-- begin Text to read --
# Luther & Icons



## kevinsheth

How did Luther feel about icons? From what I understand, he was far more sympathetic than his reforming friends and I'm curious as to what was different.


----------



## RamistThomist

By icons, do you mean:

a) 2-dimensional paintings ala Eastern Orthodoxy?
b) specifically images of Christ?
c) images in general?
d) images for non worship uses?
e) images in worship?


----------



## kevinsheth

All of the above. I can't find much Internet-based information on his specific relationship with the iconoclasm of the Reformers.


----------



## Contra_Mundum

Luther was apparently fine with statuary (crucifixes, saints) and other art. I don't know specifically if he ever actually used a phrase like "a Bible for the unlettered," but this seems to be a typical modern Lutheran interpretation of him. Their confession I believe speaks to such allowances. They viewed themselves as the most conservative of the magisterial (as opposed to radical) reformers, which practically showed itself in the preservation of many of those items and practices the Reformed found unacceptable.

But to be perfectly clear, Lutherans as a rule do not treat saints or their statues/icons in Romanist ways. However, some will use a crucifix as a means of devotion. And I have heard a Lutheran minister commend some act of veneration toward the (corporeal) body-and-blood presence of Christ; as he put it, it is a sensible (from their standpoint) position to take.
-- end Text to read --
-- begin Extracted data --
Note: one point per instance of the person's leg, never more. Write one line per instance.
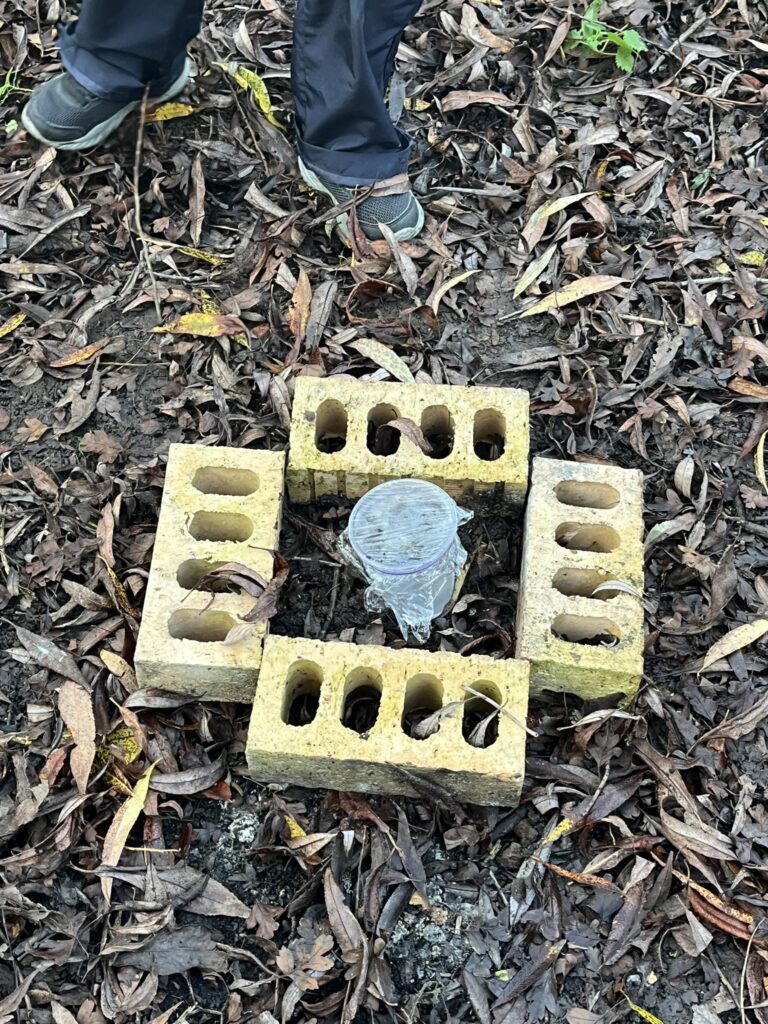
(111, 54)
(116, 48)
(343, 55)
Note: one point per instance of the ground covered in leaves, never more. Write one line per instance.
(631, 882)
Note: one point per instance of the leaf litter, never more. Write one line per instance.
(595, 187)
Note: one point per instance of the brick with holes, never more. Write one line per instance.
(219, 505)
(341, 444)
(346, 716)
(580, 620)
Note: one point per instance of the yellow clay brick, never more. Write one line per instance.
(342, 409)
(596, 513)
(327, 677)
(219, 505)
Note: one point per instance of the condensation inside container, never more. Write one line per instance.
(402, 539)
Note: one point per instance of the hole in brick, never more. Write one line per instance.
(236, 482)
(361, 700)
(489, 434)
(437, 427)
(193, 570)
(381, 438)
(582, 583)
(205, 627)
(423, 699)
(480, 722)
(592, 631)
(587, 495)
(220, 526)
(331, 427)
(577, 537)
(301, 697)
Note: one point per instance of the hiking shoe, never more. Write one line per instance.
(64, 114)
(401, 214)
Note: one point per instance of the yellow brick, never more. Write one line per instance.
(343, 408)
(597, 512)
(385, 760)
(219, 505)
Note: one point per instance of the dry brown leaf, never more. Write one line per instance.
(77, 712)
(460, 98)
(385, 358)
(760, 461)
(572, 292)
(742, 636)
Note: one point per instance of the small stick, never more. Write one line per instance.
(137, 202)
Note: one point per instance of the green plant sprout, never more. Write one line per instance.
(9, 84)
(592, 38)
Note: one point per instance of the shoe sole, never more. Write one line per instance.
(310, 178)
(100, 132)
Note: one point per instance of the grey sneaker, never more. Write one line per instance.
(62, 113)
(402, 214)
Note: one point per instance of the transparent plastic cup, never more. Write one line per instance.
(402, 537)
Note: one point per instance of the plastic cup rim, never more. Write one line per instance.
(402, 572)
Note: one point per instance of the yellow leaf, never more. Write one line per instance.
(167, 112)
(417, 104)
(538, 221)
(199, 254)
(294, 828)
(753, 258)
(77, 712)
(532, 271)
(650, 1018)
(448, 285)
(120, 593)
(122, 823)
(735, 640)
(80, 354)
(573, 292)
(209, 305)
(202, 325)
(254, 84)
(760, 461)
(559, 830)
(11, 324)
(120, 668)
(384, 357)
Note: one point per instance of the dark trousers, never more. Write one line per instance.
(342, 60)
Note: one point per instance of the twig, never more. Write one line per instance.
(334, 590)
(742, 978)
(137, 202)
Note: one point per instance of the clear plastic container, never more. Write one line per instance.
(402, 539)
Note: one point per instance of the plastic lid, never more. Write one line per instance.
(403, 526)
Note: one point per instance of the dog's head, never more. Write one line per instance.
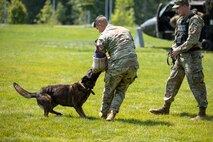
(90, 79)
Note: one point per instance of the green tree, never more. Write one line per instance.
(124, 13)
(17, 12)
(33, 9)
(46, 13)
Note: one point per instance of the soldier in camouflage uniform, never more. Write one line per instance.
(122, 64)
(188, 62)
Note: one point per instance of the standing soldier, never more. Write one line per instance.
(122, 64)
(188, 62)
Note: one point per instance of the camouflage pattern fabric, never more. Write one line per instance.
(122, 65)
(188, 63)
(196, 24)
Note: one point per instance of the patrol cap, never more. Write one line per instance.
(178, 3)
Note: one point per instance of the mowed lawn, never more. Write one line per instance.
(36, 55)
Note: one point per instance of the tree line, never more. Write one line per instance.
(75, 12)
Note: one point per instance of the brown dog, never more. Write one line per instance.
(73, 95)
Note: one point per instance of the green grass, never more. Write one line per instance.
(36, 56)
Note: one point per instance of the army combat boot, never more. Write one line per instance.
(163, 110)
(201, 113)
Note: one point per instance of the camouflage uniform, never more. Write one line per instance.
(122, 65)
(188, 63)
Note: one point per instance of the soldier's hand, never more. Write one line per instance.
(175, 53)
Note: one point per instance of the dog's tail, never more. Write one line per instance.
(24, 92)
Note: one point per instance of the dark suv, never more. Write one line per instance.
(161, 27)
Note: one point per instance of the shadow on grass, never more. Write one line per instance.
(146, 122)
(185, 114)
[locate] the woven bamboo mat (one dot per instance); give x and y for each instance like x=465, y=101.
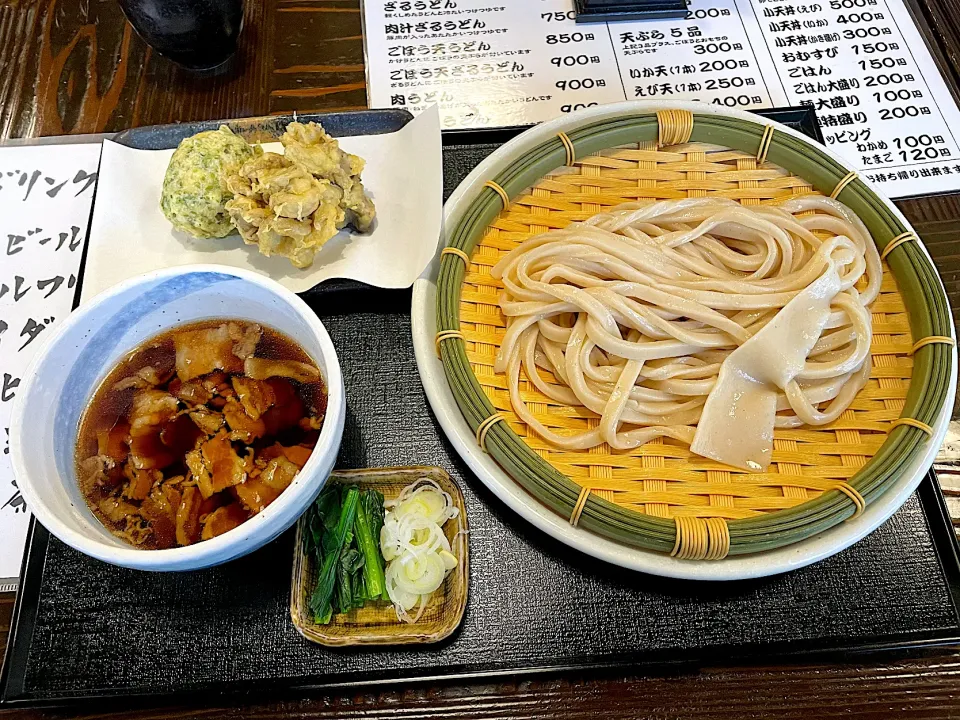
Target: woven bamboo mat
x=663, y=478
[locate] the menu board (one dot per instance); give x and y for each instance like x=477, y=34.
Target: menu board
x=861, y=64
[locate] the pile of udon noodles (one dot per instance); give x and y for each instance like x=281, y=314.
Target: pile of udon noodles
x=698, y=319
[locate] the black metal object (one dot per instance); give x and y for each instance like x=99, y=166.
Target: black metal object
x=615, y=10
x=84, y=631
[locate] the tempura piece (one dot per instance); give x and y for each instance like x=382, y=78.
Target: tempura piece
x=291, y=204
x=194, y=192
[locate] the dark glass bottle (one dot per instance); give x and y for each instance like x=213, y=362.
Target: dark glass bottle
x=198, y=34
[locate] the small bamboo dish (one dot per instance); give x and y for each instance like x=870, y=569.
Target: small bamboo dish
x=378, y=625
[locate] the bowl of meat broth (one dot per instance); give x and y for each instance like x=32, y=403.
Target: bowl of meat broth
x=179, y=420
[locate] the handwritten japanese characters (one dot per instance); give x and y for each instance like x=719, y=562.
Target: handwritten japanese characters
x=46, y=194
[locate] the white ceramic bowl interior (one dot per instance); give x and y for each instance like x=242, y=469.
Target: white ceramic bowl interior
x=423, y=316
x=65, y=375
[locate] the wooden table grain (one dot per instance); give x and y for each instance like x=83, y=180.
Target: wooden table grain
x=75, y=66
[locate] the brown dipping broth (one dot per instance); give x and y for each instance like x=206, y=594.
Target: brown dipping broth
x=110, y=406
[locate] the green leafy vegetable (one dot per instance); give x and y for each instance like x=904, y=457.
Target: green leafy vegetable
x=369, y=522
x=343, y=536
x=338, y=515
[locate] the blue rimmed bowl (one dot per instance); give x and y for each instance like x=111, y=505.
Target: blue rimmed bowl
x=65, y=375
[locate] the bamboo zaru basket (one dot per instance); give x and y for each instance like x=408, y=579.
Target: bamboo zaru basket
x=661, y=497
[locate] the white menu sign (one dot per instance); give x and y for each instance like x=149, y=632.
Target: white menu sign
x=861, y=64
x=45, y=197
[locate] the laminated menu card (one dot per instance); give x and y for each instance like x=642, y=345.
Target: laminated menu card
x=861, y=64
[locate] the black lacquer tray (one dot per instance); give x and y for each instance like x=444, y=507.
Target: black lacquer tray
x=84, y=631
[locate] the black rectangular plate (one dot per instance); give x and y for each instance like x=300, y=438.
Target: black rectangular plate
x=88, y=632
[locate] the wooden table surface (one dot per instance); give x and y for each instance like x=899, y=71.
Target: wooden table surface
x=75, y=66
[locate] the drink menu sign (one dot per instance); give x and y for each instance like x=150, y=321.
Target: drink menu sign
x=861, y=64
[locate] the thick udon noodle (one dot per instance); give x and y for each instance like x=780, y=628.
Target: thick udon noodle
x=634, y=310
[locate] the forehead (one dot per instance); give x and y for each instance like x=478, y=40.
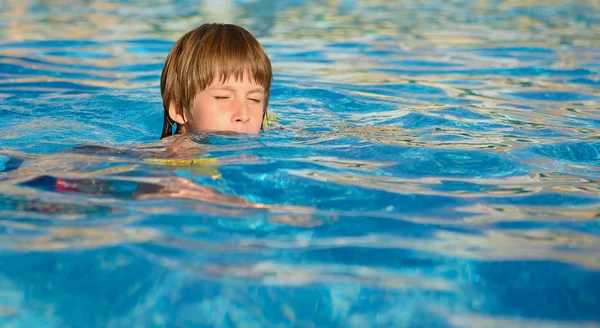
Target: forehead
x=232, y=79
-- end Extracted data --
◆ Short task A ◆
Print the passage in the thread on Luther and icons from "## Contra_Mundum" to "position to take.".
◆ Short task B ◆
Answer these questions from the thread on Luther and icons:
(i) On what did the original poster say he could find little Internet-based information?
(ii) What kinds of art was Luther apparently fine with?
(iii) How did Lutherans view themselves among the reformers?
The material after the thread is separate from it.

◆ Task output A ◆
## Contra_Mundum

Luther was apparently fine with statuary (crucifixes, saints) and other art. I don't know specifically if he ever actually used a phrase like "a Bible for the unlettered," but this seems to be a typical modern Lutheran interpretation of him. Their confession I believe speaks to such allowances. They viewed themselves as the most conservative of the magisterial (as opposed to radical) reformers, which practically showed itself in the preservation of many of those items and practices the Reformed found unacceptable.

But to be perfectly clear, Lutherans as a rule do not treat saints or their statues/icons in Romanist ways. However, some will use a crucifix as a means of devotion. And I have heard a Lutheran minister commend some act of veneration toward the (corporeal) body-and-blood presence of Christ; as he put it, it is a sensible (from their standpoint) position to take.

◆ Task output B ◆
(i) Luther's specific relationship with the iconoclasm of the Reformers.
(ii) Statuary (crucifixes, saints) and other art.
(iii) As the most conservative of the magisterial (as opposed to radical) reformers.